§ **Problem details**: All lines from the one containing "Query: blue sky" through the last line below must be duplicated exactly, with nothing outside that span.

┄┄┄┄┄┄

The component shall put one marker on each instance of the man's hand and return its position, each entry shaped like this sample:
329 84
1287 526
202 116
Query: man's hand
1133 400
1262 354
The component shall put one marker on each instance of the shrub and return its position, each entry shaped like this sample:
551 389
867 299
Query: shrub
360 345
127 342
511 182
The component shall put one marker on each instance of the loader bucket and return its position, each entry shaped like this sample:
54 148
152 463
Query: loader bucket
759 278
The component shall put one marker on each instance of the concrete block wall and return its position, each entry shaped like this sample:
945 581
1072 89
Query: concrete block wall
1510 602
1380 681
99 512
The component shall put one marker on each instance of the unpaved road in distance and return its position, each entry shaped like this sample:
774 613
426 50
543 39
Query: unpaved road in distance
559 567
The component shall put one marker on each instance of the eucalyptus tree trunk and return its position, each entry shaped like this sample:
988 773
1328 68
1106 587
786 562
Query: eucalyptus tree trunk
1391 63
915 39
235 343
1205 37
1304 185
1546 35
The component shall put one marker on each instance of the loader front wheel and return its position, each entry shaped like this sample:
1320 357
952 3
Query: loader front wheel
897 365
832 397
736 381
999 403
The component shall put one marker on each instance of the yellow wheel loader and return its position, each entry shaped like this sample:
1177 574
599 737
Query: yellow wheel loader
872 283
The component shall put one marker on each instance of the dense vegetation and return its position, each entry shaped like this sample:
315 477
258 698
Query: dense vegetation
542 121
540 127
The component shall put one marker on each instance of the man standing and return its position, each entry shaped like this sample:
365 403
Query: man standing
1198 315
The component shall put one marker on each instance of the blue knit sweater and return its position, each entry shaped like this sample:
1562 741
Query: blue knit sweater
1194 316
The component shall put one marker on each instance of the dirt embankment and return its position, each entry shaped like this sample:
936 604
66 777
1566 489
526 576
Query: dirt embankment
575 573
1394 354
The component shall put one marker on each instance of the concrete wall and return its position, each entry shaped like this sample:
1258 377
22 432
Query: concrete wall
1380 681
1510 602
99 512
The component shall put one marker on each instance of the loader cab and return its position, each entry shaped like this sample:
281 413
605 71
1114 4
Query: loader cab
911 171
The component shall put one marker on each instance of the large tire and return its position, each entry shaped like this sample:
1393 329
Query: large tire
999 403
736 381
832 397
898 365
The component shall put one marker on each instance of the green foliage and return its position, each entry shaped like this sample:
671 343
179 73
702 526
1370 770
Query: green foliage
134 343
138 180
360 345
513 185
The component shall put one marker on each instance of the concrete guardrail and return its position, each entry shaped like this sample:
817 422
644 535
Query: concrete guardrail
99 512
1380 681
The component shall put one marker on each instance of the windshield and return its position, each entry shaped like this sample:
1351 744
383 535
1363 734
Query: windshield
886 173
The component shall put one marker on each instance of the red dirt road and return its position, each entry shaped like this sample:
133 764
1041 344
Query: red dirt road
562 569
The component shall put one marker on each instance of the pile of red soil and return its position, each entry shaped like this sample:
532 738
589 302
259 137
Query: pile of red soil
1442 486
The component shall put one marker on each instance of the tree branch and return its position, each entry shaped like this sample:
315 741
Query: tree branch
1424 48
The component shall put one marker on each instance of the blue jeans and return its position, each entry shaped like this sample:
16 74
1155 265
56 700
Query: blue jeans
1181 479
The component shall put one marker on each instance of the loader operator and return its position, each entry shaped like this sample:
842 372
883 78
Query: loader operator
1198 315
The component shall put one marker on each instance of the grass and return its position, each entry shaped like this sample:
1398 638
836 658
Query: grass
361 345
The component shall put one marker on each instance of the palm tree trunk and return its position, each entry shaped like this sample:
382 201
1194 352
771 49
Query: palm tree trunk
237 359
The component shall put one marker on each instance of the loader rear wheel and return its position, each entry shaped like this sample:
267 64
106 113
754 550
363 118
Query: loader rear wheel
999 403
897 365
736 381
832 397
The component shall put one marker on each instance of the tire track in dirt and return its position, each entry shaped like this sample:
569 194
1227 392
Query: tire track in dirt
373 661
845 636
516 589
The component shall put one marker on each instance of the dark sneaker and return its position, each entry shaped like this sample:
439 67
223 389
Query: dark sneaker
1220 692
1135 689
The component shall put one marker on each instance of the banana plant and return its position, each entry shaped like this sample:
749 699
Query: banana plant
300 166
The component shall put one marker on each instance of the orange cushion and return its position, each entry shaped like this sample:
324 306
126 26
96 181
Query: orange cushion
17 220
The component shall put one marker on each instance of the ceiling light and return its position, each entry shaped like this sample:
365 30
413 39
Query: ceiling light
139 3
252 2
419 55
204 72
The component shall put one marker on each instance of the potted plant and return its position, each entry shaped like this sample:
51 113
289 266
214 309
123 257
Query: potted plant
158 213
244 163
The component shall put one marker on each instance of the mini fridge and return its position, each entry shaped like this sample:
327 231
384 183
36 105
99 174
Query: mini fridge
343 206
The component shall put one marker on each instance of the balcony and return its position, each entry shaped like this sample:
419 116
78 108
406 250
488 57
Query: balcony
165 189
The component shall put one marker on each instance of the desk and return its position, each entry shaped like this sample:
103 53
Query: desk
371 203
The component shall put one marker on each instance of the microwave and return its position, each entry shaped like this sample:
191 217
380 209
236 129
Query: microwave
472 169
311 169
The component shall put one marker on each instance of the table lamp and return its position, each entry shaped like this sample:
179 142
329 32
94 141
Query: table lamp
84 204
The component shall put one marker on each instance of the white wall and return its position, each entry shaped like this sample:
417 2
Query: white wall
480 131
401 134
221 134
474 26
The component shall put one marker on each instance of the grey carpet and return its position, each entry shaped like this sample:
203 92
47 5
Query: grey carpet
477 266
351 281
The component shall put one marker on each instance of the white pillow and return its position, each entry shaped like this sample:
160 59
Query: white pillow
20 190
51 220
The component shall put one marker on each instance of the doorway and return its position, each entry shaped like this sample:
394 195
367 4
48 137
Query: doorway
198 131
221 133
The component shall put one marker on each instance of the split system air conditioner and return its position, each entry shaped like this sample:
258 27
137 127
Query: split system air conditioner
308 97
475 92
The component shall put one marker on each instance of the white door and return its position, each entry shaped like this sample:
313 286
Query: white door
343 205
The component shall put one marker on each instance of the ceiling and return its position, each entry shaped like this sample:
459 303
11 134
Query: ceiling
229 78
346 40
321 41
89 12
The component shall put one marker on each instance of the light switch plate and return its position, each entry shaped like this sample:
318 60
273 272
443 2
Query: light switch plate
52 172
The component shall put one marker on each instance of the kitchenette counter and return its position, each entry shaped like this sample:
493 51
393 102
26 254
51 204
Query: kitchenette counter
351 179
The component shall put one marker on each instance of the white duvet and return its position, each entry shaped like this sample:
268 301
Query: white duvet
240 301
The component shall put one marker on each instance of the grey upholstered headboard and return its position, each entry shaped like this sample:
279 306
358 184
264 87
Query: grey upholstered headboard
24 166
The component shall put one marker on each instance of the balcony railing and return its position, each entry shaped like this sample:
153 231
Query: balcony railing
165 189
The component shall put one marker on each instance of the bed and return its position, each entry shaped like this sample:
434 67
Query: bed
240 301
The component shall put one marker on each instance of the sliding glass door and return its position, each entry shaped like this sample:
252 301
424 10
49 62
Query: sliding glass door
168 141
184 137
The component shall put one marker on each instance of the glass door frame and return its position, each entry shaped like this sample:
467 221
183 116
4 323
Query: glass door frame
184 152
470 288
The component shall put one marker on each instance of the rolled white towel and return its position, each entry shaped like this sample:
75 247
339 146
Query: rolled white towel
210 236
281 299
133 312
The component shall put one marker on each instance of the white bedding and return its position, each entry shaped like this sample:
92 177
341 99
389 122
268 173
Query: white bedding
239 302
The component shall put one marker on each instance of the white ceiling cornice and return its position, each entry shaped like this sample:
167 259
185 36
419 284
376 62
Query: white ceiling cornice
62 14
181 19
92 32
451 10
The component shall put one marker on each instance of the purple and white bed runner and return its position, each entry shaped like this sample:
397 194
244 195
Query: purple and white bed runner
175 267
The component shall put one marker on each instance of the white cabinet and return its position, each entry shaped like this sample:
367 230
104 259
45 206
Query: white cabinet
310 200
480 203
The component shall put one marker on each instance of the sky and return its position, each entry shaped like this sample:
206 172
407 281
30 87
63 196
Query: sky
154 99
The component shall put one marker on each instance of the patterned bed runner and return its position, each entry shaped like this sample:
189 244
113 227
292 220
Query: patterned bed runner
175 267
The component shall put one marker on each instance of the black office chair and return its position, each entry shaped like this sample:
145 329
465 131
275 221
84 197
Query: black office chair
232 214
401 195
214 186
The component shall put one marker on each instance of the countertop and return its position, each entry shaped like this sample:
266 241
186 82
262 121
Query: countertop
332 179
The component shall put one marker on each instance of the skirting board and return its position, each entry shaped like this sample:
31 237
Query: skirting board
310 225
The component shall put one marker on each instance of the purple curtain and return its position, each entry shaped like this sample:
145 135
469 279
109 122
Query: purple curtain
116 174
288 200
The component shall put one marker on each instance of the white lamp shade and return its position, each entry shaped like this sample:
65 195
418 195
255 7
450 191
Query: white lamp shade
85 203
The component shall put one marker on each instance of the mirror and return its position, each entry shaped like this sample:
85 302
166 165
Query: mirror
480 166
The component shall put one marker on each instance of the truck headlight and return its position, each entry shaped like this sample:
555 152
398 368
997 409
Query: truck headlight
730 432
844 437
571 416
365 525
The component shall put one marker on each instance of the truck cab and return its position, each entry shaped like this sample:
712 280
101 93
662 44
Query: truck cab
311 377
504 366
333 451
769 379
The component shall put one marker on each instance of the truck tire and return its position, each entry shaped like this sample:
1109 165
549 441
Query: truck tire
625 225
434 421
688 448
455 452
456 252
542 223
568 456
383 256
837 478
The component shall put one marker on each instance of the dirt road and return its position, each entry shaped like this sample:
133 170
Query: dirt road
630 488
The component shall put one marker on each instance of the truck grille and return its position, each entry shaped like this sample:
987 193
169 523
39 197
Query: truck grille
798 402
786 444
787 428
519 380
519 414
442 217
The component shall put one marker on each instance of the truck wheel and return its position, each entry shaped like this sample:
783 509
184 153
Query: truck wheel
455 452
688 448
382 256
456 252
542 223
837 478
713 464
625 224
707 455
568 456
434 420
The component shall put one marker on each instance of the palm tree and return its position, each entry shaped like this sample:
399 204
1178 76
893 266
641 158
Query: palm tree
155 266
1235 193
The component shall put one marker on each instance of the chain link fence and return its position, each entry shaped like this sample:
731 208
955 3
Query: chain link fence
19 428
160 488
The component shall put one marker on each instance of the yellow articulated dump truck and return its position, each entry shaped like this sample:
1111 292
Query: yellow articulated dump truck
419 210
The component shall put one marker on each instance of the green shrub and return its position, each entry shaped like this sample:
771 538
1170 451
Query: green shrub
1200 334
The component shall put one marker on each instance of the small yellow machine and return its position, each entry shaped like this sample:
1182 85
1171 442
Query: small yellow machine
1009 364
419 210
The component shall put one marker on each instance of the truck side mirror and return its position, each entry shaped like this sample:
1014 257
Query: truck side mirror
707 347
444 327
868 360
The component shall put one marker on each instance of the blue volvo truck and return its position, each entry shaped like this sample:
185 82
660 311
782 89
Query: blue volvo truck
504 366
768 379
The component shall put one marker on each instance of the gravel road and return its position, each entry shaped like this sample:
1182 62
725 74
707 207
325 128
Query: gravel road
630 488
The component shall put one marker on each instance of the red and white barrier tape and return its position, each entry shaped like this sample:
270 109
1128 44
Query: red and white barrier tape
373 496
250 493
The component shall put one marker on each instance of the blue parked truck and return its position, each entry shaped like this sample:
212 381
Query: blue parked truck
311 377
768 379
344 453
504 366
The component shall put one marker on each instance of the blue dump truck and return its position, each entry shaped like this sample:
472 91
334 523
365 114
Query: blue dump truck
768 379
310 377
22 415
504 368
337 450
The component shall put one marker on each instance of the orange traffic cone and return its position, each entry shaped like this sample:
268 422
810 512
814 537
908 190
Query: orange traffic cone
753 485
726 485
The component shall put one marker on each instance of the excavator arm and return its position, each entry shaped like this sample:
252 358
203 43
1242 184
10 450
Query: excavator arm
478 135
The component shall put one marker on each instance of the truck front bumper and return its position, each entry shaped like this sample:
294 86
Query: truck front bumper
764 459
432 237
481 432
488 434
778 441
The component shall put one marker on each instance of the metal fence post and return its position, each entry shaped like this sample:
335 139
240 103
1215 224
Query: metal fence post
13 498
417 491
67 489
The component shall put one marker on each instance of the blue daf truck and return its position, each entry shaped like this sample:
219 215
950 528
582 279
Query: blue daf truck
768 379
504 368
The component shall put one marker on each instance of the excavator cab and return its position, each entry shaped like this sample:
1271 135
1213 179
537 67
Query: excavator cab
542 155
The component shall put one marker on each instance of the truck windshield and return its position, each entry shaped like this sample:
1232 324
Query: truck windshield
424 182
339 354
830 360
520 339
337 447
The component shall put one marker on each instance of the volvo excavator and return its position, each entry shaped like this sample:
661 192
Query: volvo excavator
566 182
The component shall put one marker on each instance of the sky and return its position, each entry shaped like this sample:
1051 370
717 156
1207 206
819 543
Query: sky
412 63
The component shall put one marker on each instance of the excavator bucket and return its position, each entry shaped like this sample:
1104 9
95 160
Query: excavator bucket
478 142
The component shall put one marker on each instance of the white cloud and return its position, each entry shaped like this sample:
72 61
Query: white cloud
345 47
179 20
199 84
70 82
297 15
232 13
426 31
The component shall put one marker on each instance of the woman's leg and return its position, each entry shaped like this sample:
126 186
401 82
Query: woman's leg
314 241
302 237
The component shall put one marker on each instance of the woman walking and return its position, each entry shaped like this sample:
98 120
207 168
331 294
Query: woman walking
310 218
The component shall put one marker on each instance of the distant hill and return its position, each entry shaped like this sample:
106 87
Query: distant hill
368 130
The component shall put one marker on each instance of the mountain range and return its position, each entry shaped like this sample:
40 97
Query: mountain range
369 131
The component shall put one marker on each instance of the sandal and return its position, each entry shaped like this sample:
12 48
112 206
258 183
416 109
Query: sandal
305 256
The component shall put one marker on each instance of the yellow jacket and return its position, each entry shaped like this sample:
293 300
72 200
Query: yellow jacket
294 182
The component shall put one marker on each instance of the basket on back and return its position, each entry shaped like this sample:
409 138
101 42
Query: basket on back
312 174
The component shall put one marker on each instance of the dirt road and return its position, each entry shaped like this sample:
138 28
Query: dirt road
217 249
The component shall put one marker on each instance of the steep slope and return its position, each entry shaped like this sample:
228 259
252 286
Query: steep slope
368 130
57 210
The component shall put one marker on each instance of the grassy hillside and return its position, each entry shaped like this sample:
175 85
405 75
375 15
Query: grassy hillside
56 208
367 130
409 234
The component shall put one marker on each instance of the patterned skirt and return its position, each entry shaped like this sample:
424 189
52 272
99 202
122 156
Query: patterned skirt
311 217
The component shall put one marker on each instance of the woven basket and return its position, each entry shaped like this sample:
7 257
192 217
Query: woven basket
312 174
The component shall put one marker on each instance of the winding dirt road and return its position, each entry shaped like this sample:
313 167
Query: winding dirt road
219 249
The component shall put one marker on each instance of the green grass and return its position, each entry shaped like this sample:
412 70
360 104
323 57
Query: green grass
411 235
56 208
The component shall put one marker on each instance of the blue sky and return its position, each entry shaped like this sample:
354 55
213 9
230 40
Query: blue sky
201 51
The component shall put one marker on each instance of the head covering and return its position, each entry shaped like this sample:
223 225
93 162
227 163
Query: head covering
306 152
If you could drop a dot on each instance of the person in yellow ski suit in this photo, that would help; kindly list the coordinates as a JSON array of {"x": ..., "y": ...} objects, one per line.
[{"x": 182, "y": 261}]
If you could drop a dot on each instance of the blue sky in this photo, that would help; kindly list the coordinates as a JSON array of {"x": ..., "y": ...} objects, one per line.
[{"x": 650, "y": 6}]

┄┄┄┄┄┄

§ **Exercise answer**:
Query: blue sky
201 51
The component shall put one marker on each instance of the head covering and return its position, each entry shaped like this sample:
223 225
93 162
227 163
Query: head covering
306 152
If you could drop a dot on each instance of the person in yellow ski suit in this photo, that would help; kindly list the coordinates as a JSON array of {"x": ..., "y": ...} objects, one per line.
[{"x": 182, "y": 261}]
If you could drop a dot on each instance of the blue sky in this photo, that would help; kindly list the coordinates as a JSON array of {"x": ..., "y": ...} objects, one per line.
[{"x": 650, "y": 6}]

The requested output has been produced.